-- Brief --
Look for "Can you spot the man?" in the entries below. Write out that line and all later lines exactly, ending with the final one.

[Stored items from a collection]
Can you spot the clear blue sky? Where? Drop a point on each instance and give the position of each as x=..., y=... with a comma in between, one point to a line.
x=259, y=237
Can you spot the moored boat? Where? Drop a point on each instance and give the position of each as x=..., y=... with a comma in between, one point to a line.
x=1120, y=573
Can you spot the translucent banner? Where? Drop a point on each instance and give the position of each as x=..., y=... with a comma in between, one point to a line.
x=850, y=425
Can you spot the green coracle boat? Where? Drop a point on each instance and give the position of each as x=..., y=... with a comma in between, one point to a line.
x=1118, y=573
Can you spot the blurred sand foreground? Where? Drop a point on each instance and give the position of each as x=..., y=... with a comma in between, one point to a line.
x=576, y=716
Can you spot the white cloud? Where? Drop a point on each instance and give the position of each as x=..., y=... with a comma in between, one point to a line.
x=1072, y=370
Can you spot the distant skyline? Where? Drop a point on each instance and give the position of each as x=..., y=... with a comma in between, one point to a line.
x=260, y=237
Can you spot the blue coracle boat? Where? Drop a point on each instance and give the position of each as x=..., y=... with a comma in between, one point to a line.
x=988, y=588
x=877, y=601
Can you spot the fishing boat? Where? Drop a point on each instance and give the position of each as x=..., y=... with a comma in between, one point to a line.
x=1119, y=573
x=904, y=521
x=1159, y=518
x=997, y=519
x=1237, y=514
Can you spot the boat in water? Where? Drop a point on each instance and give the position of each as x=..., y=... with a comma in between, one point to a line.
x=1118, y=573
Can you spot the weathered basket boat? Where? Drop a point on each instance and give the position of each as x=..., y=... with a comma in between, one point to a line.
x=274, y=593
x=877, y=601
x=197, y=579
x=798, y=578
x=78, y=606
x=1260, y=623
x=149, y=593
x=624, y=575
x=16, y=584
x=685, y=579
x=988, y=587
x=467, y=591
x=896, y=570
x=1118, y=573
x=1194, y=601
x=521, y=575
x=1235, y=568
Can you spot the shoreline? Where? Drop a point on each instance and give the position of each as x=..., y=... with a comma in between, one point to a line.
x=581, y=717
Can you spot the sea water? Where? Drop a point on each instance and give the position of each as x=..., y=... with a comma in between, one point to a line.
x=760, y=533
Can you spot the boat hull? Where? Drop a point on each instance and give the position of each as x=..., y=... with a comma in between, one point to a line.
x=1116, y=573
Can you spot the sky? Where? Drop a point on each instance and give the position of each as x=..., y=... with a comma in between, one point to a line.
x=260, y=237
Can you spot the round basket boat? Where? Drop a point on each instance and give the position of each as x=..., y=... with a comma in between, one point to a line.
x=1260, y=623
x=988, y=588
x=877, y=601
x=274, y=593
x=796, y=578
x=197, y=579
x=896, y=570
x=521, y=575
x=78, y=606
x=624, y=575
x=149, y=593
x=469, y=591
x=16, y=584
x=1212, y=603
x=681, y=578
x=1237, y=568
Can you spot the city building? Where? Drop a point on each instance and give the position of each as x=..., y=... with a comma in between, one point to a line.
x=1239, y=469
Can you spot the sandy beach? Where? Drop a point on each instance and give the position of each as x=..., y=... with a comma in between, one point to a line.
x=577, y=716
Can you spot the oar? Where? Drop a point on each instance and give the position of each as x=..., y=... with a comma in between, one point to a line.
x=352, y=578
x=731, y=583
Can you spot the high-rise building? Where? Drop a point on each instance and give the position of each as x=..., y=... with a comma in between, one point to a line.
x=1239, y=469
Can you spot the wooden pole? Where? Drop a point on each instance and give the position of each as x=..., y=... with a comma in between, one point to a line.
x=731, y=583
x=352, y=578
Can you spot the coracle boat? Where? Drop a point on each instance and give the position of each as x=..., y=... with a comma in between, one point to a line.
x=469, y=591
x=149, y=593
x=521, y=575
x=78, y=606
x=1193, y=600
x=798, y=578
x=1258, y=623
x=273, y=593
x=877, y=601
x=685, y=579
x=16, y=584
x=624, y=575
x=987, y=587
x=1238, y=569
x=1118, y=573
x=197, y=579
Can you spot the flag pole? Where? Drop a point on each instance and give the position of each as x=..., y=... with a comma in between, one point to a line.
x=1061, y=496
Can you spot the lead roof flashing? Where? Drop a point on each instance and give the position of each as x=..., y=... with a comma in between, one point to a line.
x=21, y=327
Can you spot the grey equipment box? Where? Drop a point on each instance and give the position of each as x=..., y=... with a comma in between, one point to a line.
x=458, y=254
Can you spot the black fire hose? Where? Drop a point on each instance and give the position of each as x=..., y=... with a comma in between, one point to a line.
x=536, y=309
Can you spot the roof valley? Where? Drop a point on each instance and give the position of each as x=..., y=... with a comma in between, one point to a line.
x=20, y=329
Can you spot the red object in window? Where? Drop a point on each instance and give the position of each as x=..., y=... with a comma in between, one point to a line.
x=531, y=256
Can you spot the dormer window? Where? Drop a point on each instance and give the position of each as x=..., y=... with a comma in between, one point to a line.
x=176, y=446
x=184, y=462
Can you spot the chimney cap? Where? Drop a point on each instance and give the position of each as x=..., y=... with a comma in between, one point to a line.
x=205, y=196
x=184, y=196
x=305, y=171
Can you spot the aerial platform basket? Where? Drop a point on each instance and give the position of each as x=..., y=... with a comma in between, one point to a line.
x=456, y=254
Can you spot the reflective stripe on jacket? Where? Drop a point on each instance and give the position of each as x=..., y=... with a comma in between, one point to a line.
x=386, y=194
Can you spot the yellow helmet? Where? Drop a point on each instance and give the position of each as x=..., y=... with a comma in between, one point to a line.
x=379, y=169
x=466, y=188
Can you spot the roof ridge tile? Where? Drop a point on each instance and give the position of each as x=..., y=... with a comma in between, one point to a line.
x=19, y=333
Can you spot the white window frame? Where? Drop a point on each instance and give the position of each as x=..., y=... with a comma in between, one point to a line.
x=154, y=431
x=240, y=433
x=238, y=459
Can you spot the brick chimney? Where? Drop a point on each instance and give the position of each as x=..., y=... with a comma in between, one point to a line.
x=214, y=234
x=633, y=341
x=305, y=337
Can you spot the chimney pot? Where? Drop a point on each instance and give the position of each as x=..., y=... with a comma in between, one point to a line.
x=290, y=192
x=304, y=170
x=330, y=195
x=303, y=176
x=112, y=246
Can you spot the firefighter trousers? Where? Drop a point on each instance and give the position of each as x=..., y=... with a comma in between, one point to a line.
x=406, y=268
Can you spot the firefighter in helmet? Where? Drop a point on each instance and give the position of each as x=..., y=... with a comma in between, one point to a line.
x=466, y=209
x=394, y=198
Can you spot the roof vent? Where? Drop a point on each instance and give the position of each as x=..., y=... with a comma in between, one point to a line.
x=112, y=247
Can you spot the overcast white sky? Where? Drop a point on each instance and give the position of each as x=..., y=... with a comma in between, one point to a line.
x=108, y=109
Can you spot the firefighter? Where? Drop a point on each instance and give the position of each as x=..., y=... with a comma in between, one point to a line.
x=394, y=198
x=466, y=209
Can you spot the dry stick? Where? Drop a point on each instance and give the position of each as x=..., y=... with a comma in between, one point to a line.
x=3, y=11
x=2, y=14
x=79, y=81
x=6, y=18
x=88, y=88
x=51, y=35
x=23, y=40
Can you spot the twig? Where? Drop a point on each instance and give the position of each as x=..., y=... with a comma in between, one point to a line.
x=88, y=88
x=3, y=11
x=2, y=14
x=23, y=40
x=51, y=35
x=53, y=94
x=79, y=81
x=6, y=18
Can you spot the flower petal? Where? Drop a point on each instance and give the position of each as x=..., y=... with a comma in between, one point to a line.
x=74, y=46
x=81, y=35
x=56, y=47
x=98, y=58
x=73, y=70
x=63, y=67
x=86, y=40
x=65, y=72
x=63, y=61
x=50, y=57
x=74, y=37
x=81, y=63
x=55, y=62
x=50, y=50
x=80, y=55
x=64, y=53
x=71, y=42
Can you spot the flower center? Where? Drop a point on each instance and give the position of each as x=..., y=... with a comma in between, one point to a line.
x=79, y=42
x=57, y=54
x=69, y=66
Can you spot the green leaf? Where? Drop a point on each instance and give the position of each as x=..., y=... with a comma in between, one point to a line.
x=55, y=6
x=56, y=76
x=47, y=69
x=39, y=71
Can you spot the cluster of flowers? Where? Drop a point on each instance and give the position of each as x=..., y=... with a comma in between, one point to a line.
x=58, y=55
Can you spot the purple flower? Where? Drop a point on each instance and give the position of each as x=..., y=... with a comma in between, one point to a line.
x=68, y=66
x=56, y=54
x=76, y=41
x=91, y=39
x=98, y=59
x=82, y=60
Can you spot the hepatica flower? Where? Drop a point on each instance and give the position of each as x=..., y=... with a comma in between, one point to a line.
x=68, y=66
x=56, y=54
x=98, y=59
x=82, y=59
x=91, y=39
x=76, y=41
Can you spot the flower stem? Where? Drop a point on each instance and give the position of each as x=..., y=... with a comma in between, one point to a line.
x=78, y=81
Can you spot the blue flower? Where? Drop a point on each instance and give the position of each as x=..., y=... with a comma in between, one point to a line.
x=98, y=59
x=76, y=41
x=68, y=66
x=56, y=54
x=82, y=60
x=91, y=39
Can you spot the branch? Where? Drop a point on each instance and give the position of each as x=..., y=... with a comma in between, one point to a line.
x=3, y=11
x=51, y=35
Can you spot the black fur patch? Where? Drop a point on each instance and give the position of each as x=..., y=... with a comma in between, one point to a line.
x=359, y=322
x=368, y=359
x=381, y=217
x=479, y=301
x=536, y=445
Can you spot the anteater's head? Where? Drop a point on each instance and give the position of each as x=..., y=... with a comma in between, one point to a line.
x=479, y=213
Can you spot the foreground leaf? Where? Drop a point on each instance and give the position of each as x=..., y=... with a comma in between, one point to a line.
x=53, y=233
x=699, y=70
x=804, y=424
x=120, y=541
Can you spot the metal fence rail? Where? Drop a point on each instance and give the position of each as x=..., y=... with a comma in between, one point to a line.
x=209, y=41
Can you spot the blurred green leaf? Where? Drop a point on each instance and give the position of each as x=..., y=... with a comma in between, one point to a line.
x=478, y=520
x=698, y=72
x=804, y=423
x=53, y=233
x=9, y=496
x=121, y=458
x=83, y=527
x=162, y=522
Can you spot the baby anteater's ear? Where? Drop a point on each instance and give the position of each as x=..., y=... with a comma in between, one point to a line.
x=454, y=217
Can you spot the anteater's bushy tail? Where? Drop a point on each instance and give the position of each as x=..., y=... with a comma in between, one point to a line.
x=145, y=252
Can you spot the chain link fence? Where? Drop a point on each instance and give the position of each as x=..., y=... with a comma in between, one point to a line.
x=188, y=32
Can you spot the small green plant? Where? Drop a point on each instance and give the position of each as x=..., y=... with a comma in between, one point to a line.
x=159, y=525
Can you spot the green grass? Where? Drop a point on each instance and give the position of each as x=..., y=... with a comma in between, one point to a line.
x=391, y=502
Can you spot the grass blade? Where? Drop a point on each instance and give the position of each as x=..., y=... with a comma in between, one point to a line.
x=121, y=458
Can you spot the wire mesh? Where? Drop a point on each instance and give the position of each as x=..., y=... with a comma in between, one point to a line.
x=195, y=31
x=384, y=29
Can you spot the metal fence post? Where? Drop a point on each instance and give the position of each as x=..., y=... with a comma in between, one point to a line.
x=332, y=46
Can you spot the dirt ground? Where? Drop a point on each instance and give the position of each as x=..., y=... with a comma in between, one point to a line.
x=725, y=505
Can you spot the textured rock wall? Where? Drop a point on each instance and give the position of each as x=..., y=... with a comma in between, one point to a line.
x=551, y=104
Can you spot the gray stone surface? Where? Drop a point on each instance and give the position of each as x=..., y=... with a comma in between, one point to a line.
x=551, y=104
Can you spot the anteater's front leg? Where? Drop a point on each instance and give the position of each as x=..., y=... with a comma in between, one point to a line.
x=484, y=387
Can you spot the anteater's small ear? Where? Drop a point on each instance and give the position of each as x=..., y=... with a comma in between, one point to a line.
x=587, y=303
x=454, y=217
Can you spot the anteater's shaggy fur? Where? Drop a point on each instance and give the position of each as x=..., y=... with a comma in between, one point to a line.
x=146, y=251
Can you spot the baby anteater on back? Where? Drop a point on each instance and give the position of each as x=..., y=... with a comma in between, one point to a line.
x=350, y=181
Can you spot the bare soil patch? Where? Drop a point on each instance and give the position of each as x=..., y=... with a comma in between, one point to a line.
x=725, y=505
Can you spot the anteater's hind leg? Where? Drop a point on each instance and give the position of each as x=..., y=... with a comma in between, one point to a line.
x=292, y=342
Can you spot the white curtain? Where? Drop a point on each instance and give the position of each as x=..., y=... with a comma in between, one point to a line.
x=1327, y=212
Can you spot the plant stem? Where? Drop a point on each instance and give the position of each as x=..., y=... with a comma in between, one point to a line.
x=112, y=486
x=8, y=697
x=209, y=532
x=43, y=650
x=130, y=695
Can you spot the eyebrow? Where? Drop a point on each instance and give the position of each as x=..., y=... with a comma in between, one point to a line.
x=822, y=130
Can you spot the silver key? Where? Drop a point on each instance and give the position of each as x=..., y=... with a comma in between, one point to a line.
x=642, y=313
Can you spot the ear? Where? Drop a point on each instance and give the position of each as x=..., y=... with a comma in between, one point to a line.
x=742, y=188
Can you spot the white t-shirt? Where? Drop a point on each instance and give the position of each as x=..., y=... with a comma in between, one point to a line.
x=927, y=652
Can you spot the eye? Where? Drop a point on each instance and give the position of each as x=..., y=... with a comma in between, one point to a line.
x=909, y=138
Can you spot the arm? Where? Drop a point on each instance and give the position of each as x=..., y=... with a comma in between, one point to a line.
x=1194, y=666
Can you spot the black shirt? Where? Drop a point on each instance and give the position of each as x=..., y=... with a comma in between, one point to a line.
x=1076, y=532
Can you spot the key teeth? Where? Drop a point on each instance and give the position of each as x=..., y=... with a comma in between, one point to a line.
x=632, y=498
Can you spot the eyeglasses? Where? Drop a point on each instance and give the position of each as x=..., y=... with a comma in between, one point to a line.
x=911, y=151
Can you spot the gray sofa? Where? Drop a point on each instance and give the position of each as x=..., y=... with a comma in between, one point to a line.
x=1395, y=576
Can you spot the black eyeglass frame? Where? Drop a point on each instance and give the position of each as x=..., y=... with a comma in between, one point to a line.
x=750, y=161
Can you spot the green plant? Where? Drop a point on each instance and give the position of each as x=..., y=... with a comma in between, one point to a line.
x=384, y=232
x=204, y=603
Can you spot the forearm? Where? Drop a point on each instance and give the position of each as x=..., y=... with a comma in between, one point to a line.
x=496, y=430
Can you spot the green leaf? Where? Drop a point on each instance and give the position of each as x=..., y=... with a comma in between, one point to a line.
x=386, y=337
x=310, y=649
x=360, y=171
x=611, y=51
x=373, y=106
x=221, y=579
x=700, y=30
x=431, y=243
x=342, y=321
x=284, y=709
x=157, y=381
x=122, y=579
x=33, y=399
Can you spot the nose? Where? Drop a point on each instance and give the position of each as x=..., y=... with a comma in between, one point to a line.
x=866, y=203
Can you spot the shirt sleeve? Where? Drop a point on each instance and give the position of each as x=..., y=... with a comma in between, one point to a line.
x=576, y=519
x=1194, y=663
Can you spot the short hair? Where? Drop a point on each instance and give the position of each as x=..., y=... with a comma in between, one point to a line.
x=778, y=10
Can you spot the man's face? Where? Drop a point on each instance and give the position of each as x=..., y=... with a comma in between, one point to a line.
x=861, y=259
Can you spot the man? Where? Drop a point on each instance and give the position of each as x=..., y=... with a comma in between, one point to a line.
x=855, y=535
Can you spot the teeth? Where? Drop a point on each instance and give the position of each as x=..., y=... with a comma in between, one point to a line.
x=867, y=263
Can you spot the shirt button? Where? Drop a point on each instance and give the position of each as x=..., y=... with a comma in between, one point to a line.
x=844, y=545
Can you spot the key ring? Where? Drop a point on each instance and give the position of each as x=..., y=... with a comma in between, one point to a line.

-- Solution to the problem --
Can you spot the man? Where? Drop a point on each instance and give the position of each as x=..., y=... with a comma in between, one point to a line.
x=855, y=535
Can you spot the teeth? Where? Drop a point on each instance and give the position of each as x=..., y=... with a comma in between, one point to a line.
x=867, y=263
Can you spot the shirt button? Where? Drop a point on each instance and give the position of each as x=..., y=... with a comma in between, one point to a line.
x=844, y=545
Can you spot the key ring? Where? Drop a point on each instance and give the position of each as x=..., y=... with a comma in between, one point to a line.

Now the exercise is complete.